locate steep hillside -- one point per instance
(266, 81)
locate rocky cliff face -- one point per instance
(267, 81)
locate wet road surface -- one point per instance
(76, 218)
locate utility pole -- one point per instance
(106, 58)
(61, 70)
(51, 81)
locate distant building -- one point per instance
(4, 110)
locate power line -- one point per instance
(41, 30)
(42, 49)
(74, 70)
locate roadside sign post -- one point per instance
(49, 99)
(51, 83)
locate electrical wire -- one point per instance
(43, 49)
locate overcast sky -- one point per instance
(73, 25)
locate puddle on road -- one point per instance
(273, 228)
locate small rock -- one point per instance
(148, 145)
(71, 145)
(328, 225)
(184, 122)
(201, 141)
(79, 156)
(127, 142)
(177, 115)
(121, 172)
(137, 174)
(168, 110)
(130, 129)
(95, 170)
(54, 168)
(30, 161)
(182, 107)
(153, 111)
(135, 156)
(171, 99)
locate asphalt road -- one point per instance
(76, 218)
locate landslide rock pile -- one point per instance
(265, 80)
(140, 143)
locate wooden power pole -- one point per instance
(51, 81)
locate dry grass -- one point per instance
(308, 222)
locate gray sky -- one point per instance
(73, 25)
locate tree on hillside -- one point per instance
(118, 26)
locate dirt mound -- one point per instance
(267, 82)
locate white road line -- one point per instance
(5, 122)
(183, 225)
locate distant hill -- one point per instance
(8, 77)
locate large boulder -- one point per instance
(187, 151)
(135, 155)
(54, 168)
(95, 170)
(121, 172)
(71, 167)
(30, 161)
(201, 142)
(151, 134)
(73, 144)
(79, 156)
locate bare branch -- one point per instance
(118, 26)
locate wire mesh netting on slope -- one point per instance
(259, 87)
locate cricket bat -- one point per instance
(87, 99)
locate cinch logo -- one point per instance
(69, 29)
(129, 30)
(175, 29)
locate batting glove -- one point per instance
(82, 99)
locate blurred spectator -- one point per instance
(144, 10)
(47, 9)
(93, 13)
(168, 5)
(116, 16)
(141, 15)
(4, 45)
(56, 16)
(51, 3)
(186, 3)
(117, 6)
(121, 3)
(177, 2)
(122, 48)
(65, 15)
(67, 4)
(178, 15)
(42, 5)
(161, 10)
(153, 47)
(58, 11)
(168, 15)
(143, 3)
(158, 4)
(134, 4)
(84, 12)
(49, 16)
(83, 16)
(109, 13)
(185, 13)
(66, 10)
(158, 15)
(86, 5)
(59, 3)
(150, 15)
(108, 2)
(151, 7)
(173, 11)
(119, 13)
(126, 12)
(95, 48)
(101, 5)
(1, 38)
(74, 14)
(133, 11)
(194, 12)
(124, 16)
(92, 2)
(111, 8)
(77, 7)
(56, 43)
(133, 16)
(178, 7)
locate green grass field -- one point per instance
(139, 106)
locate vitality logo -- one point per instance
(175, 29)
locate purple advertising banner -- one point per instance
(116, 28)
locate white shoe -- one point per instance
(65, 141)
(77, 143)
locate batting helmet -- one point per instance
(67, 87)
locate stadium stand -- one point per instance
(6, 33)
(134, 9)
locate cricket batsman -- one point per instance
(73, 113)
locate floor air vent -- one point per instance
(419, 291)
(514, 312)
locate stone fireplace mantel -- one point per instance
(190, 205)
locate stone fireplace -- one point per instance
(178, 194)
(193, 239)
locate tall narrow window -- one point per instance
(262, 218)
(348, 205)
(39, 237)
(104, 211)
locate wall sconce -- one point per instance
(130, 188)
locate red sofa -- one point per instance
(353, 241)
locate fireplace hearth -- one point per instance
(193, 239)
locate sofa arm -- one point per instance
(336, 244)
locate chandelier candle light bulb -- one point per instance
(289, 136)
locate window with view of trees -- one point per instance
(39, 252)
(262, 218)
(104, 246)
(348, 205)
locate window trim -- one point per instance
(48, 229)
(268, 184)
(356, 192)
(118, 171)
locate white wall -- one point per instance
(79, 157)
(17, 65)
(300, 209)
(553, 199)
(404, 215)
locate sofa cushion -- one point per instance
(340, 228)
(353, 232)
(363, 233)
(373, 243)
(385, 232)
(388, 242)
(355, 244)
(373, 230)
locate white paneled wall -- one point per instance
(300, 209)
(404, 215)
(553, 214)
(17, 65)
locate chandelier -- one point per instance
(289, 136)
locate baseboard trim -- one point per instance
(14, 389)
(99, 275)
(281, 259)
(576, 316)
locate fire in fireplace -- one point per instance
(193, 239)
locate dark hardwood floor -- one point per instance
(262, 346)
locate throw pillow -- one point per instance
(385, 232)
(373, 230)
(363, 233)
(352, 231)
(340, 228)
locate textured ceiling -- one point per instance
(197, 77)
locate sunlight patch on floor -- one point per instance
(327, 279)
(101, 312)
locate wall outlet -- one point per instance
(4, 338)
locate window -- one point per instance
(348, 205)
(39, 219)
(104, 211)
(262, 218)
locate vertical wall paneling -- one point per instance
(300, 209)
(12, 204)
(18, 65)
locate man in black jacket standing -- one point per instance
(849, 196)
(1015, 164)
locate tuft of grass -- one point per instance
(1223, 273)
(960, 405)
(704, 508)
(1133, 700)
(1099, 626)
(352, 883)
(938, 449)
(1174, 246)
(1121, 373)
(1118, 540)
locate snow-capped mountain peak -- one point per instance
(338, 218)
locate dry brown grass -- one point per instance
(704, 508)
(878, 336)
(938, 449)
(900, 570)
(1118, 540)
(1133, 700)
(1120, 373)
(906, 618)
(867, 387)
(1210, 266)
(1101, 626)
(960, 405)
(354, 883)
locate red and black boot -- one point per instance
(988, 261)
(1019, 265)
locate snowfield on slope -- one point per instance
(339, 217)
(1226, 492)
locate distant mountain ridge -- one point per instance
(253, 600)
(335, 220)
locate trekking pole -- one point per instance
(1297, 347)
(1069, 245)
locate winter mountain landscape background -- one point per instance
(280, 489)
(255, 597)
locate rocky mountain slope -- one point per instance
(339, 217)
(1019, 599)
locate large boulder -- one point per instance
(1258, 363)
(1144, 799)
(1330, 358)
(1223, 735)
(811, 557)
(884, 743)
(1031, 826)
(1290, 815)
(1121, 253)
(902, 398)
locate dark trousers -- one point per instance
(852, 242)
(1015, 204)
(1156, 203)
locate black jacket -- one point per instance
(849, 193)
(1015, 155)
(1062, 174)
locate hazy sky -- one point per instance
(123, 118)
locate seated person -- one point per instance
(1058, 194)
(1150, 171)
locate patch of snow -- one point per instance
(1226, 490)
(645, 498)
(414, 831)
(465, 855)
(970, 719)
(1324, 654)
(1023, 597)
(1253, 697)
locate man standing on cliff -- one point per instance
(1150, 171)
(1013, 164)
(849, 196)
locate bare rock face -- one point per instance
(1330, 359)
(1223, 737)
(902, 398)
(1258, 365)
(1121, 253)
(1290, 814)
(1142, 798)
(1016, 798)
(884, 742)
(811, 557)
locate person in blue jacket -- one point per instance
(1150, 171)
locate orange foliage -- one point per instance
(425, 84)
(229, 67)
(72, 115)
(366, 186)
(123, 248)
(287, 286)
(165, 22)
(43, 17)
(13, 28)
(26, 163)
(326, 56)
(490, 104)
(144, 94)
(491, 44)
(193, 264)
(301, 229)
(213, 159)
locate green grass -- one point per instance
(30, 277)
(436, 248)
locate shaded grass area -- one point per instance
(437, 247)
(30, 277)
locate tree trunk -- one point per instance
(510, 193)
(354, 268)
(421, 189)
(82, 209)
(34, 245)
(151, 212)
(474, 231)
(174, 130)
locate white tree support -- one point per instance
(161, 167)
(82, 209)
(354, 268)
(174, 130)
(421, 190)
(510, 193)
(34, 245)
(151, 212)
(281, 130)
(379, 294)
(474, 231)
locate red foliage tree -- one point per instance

◇ ◇ ◇ ◇ ◇

- **Exercise task**: Give again, word for word, every line from the one holding "locate person in" to the end of the data.

- **Answer for the task**:
locate person in blue jacket -- one point per instance
(1150, 171)
locate orange foliage -- one point per instance
(425, 84)
(229, 67)
(72, 115)
(366, 186)
(123, 248)
(287, 286)
(165, 22)
(43, 17)
(13, 28)
(26, 163)
(326, 56)
(490, 104)
(144, 94)
(491, 44)
(193, 264)
(301, 229)
(213, 159)
locate green grass -- one point per instance
(30, 277)
(436, 248)
locate shaded grass area -- one point per instance
(437, 247)
(30, 277)
locate tree trunk -- one point per instance
(510, 193)
(354, 268)
(421, 189)
(82, 209)
(34, 245)
(151, 212)
(474, 231)
(174, 130)
locate white tree support -- one point per instance
(161, 167)
(82, 209)
(354, 268)
(174, 130)
(421, 190)
(510, 193)
(34, 245)
(151, 212)
(281, 130)
(379, 294)
(474, 231)
locate red foliage tree -- one point per instance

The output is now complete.